# EXERCISE OBJECTIVE
Copy out all of the material below word for word, leaving out the pictures.

------ EXERCISE MATERIAL ------

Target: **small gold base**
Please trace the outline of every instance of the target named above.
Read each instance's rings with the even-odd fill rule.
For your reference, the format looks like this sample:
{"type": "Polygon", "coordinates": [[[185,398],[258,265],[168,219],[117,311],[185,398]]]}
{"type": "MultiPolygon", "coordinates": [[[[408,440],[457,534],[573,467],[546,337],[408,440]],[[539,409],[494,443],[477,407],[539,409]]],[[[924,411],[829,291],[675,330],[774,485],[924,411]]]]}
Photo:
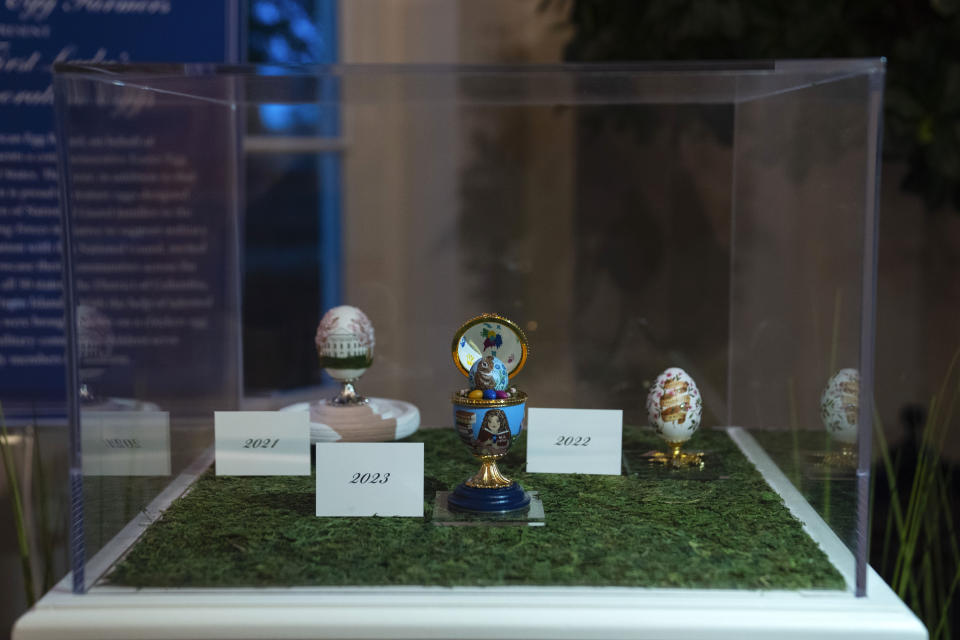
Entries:
{"type": "Polygon", "coordinates": [[[683,445],[682,442],[668,442],[667,445],[670,447],[671,453],[657,451],[650,456],[650,462],[671,466],[674,469],[680,469],[682,467],[698,467],[703,469],[702,453],[684,453],[680,451],[680,447],[683,445]]]}
{"type": "Polygon", "coordinates": [[[497,468],[497,458],[499,457],[483,456],[480,458],[480,470],[465,484],[475,489],[502,489],[513,484],[513,480],[500,473],[500,469],[497,468]]]}

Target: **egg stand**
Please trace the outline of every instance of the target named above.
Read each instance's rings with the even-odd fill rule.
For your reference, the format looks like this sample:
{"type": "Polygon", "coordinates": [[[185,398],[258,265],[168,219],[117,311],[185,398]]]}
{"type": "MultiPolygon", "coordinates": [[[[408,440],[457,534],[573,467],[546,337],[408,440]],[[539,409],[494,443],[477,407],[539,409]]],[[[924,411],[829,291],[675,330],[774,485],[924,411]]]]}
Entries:
{"type": "MultiPolygon", "coordinates": [[[[466,398],[456,394],[452,398],[454,419],[458,412],[470,414],[476,424],[483,423],[483,417],[491,409],[501,409],[507,417],[510,444],[520,435],[523,428],[523,416],[526,410],[527,394],[522,391],[514,398],[466,398]]],[[[480,470],[472,477],[461,482],[450,493],[447,504],[452,511],[467,513],[508,513],[519,511],[530,505],[530,495],[523,490],[519,482],[504,476],[497,467],[497,460],[507,454],[484,453],[473,442],[472,431],[458,433],[464,444],[471,448],[473,456],[480,460],[480,470]]],[[[509,450],[510,444],[507,445],[509,450]]]]}

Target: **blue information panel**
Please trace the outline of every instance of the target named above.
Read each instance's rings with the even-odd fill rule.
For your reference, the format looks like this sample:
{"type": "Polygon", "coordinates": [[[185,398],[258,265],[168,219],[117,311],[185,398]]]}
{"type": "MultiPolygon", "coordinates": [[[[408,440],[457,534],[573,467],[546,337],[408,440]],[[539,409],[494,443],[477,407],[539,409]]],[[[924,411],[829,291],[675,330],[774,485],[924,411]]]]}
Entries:
{"type": "Polygon", "coordinates": [[[238,60],[235,0],[0,2],[0,401],[64,394],[51,67],[238,60]]]}

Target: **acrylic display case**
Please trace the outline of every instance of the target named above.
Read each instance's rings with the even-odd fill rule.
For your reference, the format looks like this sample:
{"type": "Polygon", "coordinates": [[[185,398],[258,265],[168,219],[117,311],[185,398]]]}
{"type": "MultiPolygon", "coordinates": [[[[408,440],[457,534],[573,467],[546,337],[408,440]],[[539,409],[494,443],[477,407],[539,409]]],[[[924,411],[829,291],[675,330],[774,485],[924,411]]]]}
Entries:
{"type": "MultiPolygon", "coordinates": [[[[236,616],[226,628],[277,637],[285,624],[422,637],[687,637],[697,625],[869,637],[888,625],[922,637],[867,565],[883,74],[880,60],[59,65],[70,606],[106,598],[143,613],[143,598],[182,593],[236,616]],[[329,391],[313,331],[336,304],[376,326],[364,390],[420,410],[424,518],[338,521],[307,544],[303,530],[326,526],[309,484],[188,509],[216,489],[191,489],[209,479],[215,411],[329,391]],[[529,407],[623,411],[624,470],[611,484],[525,476],[543,527],[430,522],[444,488],[431,443],[456,437],[450,336],[482,312],[528,336],[529,407]],[[702,394],[700,477],[639,455],[659,446],[645,400],[670,366],[702,394]],[[842,369],[859,371],[845,441],[821,418],[842,369]],[[137,438],[143,449],[117,468],[102,443],[137,438]],[[645,538],[613,517],[630,509],[653,527],[645,538]],[[242,518],[170,530],[202,511],[242,518]],[[292,519],[270,524],[275,511],[292,519]],[[776,518],[794,529],[771,529],[776,518]],[[458,536],[500,552],[471,564],[458,536]],[[217,568],[182,560],[194,547],[217,568]],[[288,571],[294,558],[309,570],[288,571]],[[267,631],[244,611],[254,601],[299,613],[267,631]],[[393,626],[350,618],[364,607],[392,611],[393,626]],[[568,619],[584,607],[593,614],[568,619]],[[325,622],[298,618],[311,608],[325,622]]],[[[28,616],[19,637],[34,626],[28,616]]]]}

------

# RESULT OF THIS EXERCISE
Target: **small gold base**
Please trace the outline of every instance of the target named above.
Read each instance's rings with the even-odd fill rule.
For your reference, the format looks like this sample:
{"type": "Polygon", "coordinates": [[[185,398],[258,265],[168,219],[117,311],[185,398]]]}
{"type": "MultiPolygon", "coordinates": [[[[408,440],[457,534],[573,467],[546,337],[408,440]],[[539,409],[494,443],[477,407],[539,409]]],[[[924,411],[829,291],[675,330],[774,485],[924,411]]]]}
Photo:
Entries:
{"type": "Polygon", "coordinates": [[[683,445],[682,442],[668,442],[667,445],[670,447],[671,453],[657,451],[650,456],[650,462],[671,466],[674,469],[680,469],[682,467],[698,467],[703,469],[702,453],[684,453],[680,451],[680,447],[683,445]]]}
{"type": "Polygon", "coordinates": [[[497,468],[497,458],[499,457],[483,456],[480,458],[480,470],[465,484],[475,489],[502,489],[513,484],[513,480],[500,473],[500,469],[497,468]]]}

Target: **egg stand**
Please trace the outline of every instance of the target named above.
Read each instance's rings with the even-odd fill rule.
For your reference, the format looks like this sample:
{"type": "Polygon", "coordinates": [[[185,398],[258,265],[168,219],[117,311],[185,398]]]}
{"type": "MultiPolygon", "coordinates": [[[[408,440],[457,534],[573,467],[546,337],[408,440]],[[539,409],[494,443],[477,407],[539,409]]],[[[924,411],[829,291],[675,330],[774,485],[924,411]]]]}
Entries:
{"type": "MultiPolygon", "coordinates": [[[[466,398],[456,394],[452,398],[454,419],[458,412],[470,414],[476,424],[483,423],[483,417],[491,409],[501,409],[507,417],[510,444],[520,435],[523,428],[523,416],[526,410],[527,394],[522,391],[514,398],[466,398]]],[[[480,470],[472,477],[461,482],[450,493],[447,504],[452,511],[467,513],[508,513],[519,511],[530,505],[530,495],[523,490],[519,482],[504,476],[497,467],[497,460],[507,454],[484,453],[473,442],[472,431],[458,433],[464,444],[471,448],[473,456],[480,460],[480,470]]],[[[509,450],[510,444],[507,445],[509,450]]]]}

Target: **blue information panel**
Please trace the outline of every instance of the target named above.
Read each instance's rings with the even-odd fill rule.
For your reference, the format looks like this sample:
{"type": "Polygon", "coordinates": [[[185,398],[258,265],[168,219],[117,311],[185,398]]]}
{"type": "MultiPolygon", "coordinates": [[[[408,440],[457,534],[573,467],[546,337],[408,440]],[[539,409],[494,443],[477,407],[539,409]]],[[[924,411],[829,291],[675,330],[774,485],[924,411]]]]}
Entries:
{"type": "Polygon", "coordinates": [[[238,60],[235,0],[0,2],[0,401],[64,394],[51,67],[238,60]]]}

Target: **acrylic display case**
Please trace the outline of every instance of the target named above.
Read each instance's rings with the even-odd fill rule.
For your reference, the format looks like this sample:
{"type": "Polygon", "coordinates": [[[185,398],[258,265],[168,219],[117,311],[185,398]]]}
{"type": "MultiPolygon", "coordinates": [[[[408,440],[457,534],[573,467],[546,337],[408,440]],[[539,409],[494,443],[477,407],[539,409]]],[[[924,411],[829,291],[675,330],[774,485],[924,411]]]]}
Entries:
{"type": "MultiPolygon", "coordinates": [[[[236,616],[226,628],[277,637],[285,624],[422,637],[687,637],[697,625],[869,637],[888,625],[922,637],[867,565],[883,74],[880,60],[59,65],[70,606],[106,598],[143,613],[143,598],[182,593],[236,616]],[[329,391],[313,331],[336,304],[376,326],[364,390],[420,410],[424,518],[338,521],[307,544],[303,530],[326,526],[309,484],[188,509],[216,489],[191,489],[209,479],[215,411],[329,391]],[[529,407],[623,411],[624,470],[611,484],[525,476],[543,527],[430,522],[444,488],[431,443],[456,437],[450,336],[482,312],[528,336],[529,407]],[[702,394],[700,477],[639,455],[659,446],[645,400],[670,366],[702,394]],[[842,369],[859,371],[845,441],[821,418],[842,369]],[[137,438],[143,449],[117,468],[102,443],[137,438]],[[645,538],[613,517],[630,509],[653,527],[645,538]],[[242,518],[170,530],[202,511],[242,518]],[[292,519],[270,524],[275,511],[292,519]],[[776,518],[794,529],[771,529],[776,518]],[[458,536],[500,552],[471,564],[458,536]],[[217,568],[182,560],[194,547],[217,568]],[[288,571],[294,558],[309,570],[288,571]],[[267,631],[244,611],[254,601],[299,613],[267,631]],[[393,626],[350,618],[364,607],[392,611],[393,626]],[[568,619],[584,607],[593,614],[568,619]],[[325,622],[298,618],[311,608],[325,622]]],[[[28,616],[19,637],[34,626],[28,616]]]]}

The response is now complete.